━━ Supplied records ━━

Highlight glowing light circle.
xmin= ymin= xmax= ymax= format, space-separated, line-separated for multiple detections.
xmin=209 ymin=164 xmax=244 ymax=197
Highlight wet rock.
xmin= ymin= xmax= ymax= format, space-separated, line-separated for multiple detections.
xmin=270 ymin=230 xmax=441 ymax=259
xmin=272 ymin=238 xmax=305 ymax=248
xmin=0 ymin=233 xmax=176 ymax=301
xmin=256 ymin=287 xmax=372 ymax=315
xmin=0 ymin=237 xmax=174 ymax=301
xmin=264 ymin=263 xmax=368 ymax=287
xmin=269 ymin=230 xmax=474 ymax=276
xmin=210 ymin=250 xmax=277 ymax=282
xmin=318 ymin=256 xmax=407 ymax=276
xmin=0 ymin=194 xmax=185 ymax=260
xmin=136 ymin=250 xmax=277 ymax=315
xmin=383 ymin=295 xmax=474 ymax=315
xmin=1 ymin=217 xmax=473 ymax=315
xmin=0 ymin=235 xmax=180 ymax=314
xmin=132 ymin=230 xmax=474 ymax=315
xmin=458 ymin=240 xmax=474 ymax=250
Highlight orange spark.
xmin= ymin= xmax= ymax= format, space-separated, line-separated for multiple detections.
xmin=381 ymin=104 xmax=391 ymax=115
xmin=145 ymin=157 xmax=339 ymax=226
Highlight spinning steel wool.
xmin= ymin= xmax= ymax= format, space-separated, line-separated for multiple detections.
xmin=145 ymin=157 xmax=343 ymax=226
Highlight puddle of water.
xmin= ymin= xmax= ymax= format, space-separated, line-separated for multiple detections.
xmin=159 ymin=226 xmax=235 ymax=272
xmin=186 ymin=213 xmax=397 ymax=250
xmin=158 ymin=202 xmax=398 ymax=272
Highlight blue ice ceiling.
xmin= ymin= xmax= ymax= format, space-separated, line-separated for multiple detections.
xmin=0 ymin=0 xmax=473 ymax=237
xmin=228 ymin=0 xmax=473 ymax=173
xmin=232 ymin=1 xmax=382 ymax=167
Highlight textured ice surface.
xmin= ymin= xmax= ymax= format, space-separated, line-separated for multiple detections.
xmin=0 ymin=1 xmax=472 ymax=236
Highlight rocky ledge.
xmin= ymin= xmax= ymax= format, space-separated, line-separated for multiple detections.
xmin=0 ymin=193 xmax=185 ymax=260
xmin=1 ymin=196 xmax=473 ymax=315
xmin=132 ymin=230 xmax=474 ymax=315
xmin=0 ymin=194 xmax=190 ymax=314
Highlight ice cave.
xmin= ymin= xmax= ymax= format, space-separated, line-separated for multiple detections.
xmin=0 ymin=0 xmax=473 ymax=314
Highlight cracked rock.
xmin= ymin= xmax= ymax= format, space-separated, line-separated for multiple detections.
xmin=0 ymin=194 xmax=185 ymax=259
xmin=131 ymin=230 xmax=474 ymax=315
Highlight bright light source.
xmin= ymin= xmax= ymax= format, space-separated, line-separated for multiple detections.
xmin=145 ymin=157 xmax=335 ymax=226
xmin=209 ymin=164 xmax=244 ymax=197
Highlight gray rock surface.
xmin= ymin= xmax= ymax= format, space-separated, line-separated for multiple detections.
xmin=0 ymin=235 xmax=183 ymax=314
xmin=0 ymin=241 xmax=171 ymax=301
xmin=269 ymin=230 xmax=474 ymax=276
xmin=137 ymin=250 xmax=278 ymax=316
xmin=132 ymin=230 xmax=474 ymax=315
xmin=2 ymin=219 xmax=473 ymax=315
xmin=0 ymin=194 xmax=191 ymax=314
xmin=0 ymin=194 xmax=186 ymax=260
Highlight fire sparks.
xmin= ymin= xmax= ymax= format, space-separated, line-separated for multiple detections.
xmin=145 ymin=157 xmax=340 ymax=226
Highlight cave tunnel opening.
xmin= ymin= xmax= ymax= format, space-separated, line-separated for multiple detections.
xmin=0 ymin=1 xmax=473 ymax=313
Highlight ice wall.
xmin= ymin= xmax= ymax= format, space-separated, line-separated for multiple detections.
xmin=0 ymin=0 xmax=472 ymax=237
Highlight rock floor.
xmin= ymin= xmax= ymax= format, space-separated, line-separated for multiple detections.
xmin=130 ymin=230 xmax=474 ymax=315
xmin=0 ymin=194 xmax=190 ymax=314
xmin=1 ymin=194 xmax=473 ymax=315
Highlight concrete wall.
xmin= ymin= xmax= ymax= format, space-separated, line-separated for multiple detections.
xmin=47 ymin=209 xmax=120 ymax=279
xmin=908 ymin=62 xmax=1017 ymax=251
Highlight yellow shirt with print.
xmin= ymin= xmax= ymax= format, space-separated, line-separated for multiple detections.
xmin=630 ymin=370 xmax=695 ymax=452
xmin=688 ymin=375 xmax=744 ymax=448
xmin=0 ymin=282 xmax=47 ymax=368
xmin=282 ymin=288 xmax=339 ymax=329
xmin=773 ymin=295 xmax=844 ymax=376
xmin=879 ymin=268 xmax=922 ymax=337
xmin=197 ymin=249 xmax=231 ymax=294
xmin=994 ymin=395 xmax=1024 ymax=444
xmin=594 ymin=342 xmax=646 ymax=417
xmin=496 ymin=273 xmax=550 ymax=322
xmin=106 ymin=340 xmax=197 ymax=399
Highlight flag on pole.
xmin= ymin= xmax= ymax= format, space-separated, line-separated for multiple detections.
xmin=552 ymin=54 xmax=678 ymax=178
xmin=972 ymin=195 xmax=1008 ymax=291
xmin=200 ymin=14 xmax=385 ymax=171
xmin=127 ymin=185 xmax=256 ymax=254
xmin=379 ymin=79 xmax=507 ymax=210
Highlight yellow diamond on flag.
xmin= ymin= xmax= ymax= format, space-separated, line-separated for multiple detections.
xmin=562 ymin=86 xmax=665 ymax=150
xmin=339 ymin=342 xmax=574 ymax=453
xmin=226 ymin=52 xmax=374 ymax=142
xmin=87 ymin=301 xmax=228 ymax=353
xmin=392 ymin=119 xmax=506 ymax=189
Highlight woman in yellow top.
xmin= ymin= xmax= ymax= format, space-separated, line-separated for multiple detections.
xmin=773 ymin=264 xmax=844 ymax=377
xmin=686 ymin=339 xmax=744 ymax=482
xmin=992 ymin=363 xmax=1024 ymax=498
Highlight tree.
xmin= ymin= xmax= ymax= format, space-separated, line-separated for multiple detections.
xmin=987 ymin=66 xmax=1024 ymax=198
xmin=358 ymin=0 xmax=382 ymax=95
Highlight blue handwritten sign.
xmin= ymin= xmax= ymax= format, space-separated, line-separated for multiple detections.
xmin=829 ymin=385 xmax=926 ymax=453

━━━

Reproduce the complete data exactly as presented above.

# Exercise answer
Highlight glowing light circle.
xmin= ymin= xmax= ymax= format, space-separated, line-separated for multiple detections.
xmin=209 ymin=164 xmax=244 ymax=197
Highlight wet rock.
xmin= ymin= xmax= ymax= format, space-separated, line-separated for multiple detections.
xmin=270 ymin=230 xmax=441 ymax=259
xmin=272 ymin=238 xmax=305 ymax=248
xmin=0 ymin=233 xmax=176 ymax=301
xmin=256 ymin=287 xmax=372 ymax=315
xmin=0 ymin=237 xmax=174 ymax=301
xmin=264 ymin=263 xmax=368 ymax=287
xmin=269 ymin=230 xmax=474 ymax=276
xmin=210 ymin=250 xmax=277 ymax=282
xmin=318 ymin=256 xmax=407 ymax=276
xmin=0 ymin=194 xmax=185 ymax=260
xmin=136 ymin=250 xmax=277 ymax=315
xmin=383 ymin=295 xmax=474 ymax=315
xmin=1 ymin=217 xmax=473 ymax=315
xmin=0 ymin=235 xmax=180 ymax=314
xmin=132 ymin=230 xmax=474 ymax=315
xmin=458 ymin=240 xmax=474 ymax=250
Highlight orange spark.
xmin= ymin= xmax= ymax= format, space-separated, line-separated for multiple detections.
xmin=381 ymin=104 xmax=391 ymax=115
xmin=145 ymin=157 xmax=339 ymax=226
Highlight spinning steel wool.
xmin= ymin= xmax= ymax= format, space-separated, line-separated for multiple detections.
xmin=145 ymin=157 xmax=343 ymax=226
Highlight puddle of water.
xmin= ymin= xmax= ymax= format, space-separated, line-separated for multiple detections.
xmin=159 ymin=226 xmax=235 ymax=272
xmin=186 ymin=213 xmax=397 ymax=250
xmin=158 ymin=202 xmax=398 ymax=272
Highlight blue ice ceiling.
xmin= ymin= xmax= ymax= format, space-separated, line-separated for multiple detections.
xmin=0 ymin=0 xmax=473 ymax=237
xmin=228 ymin=0 xmax=473 ymax=173
xmin=232 ymin=1 xmax=382 ymax=167
Highlight textured ice surface.
xmin= ymin= xmax= ymax= format, space-separated, line-separated for multiple detections.
xmin=0 ymin=1 xmax=472 ymax=236
Highlight rocky ledge.
xmin= ymin= xmax= ymax= format, space-separated, line-separated for multiple detections.
xmin=0 ymin=193 xmax=185 ymax=260
xmin=1 ymin=196 xmax=473 ymax=315
xmin=132 ymin=230 xmax=474 ymax=315
xmin=0 ymin=194 xmax=190 ymax=314
Highlight ice cave.
xmin= ymin= xmax= ymax= format, space-separated, line-separated for multiple detections.
xmin=0 ymin=0 xmax=473 ymax=314
Highlight cracked rock.
xmin= ymin= xmax= ymax= format, space-separated, line-separated for multiple detections.
xmin=0 ymin=194 xmax=185 ymax=259
xmin=131 ymin=230 xmax=474 ymax=315
Highlight bright light source.
xmin= ymin= xmax= ymax= format, space-separated, line-separated for multiple detections.
xmin=145 ymin=157 xmax=335 ymax=226
xmin=209 ymin=164 xmax=244 ymax=197
Highlight gray rock surface.
xmin= ymin= xmax= ymax= format, space-separated, line-separated for multiple detections.
xmin=0 ymin=235 xmax=183 ymax=314
xmin=0 ymin=241 xmax=171 ymax=301
xmin=269 ymin=230 xmax=474 ymax=276
xmin=137 ymin=250 xmax=278 ymax=316
xmin=132 ymin=230 xmax=474 ymax=315
xmin=2 ymin=219 xmax=473 ymax=315
xmin=0 ymin=194 xmax=191 ymax=314
xmin=0 ymin=194 xmax=186 ymax=260
Highlight fire sparks.
xmin= ymin= xmax= ymax= format, space-separated, line-separated for multiple detections.
xmin=145 ymin=157 xmax=340 ymax=226
Highlight cave tunnel opening.
xmin= ymin= xmax= ymax= format, space-separated, line-separated for multiple detections.
xmin=0 ymin=1 xmax=473 ymax=313
Highlight ice wall.
xmin= ymin= xmax= ymax= format, space-separated, line-separated for multiple detections.
xmin=0 ymin=0 xmax=472 ymax=237
Highlight rock floor.
xmin= ymin= xmax= ymax= format, space-separated, line-separated for multiple detections.
xmin=130 ymin=230 xmax=474 ymax=315
xmin=0 ymin=194 xmax=190 ymax=314
xmin=1 ymin=194 xmax=473 ymax=315
Highlight concrete wall.
xmin= ymin= xmax= ymax= format, space-separated, line-separated for multiple detections.
xmin=47 ymin=209 xmax=120 ymax=279
xmin=908 ymin=62 xmax=1017 ymax=251
Highlight yellow shirt with print.
xmin= ymin= xmax= ymax= format, space-separated, line-separated for multiple detections.
xmin=630 ymin=370 xmax=695 ymax=452
xmin=688 ymin=375 xmax=744 ymax=448
xmin=0 ymin=282 xmax=47 ymax=368
xmin=282 ymin=288 xmax=339 ymax=329
xmin=773 ymin=295 xmax=844 ymax=376
xmin=879 ymin=268 xmax=922 ymax=337
xmin=197 ymin=249 xmax=231 ymax=294
xmin=994 ymin=395 xmax=1024 ymax=444
xmin=594 ymin=342 xmax=646 ymax=417
xmin=496 ymin=273 xmax=550 ymax=322
xmin=106 ymin=340 xmax=197 ymax=399
Highlight flag on pole.
xmin= ymin= xmax= ymax= format, space-separated, line-separated for multiple detections.
xmin=552 ymin=54 xmax=678 ymax=178
xmin=972 ymin=195 xmax=1008 ymax=291
xmin=200 ymin=14 xmax=385 ymax=171
xmin=127 ymin=185 xmax=256 ymax=254
xmin=379 ymin=79 xmax=507 ymax=210
Highlight yellow diamond on flag.
xmin= ymin= xmax= ymax= format, space-separated, line-separated for multiple detections.
xmin=562 ymin=86 xmax=665 ymax=150
xmin=339 ymin=342 xmax=574 ymax=453
xmin=226 ymin=52 xmax=374 ymax=142
xmin=87 ymin=301 xmax=228 ymax=353
xmin=392 ymin=119 xmax=506 ymax=189
Highlight woman in yellow top.
xmin= ymin= xmax= ymax= format, space-separated, line-separated for multiple detections.
xmin=773 ymin=264 xmax=844 ymax=377
xmin=686 ymin=339 xmax=744 ymax=482
xmin=992 ymin=363 xmax=1024 ymax=498
Highlight tree.
xmin= ymin= xmax= ymax= format, space-separated, line-separated for multiple detections.
xmin=987 ymin=66 xmax=1024 ymax=198
xmin=358 ymin=0 xmax=382 ymax=95
Highlight blue handwritten sign.
xmin= ymin= xmax= ymax= format, space-separated, line-separated for multiple detections.
xmin=829 ymin=385 xmax=926 ymax=453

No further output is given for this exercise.